▶ What is required
How many lines in the entries below contain the word "object", counting case? Give only the number.

▶ Records shown
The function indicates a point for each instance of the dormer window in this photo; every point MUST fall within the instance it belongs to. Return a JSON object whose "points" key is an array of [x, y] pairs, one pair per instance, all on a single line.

==

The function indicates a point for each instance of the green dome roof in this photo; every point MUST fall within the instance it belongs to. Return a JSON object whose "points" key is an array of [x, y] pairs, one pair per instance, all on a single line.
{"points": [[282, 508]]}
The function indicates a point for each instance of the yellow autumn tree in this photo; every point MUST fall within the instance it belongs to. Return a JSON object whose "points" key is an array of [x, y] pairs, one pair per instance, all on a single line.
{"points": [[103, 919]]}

▶ Completed task
3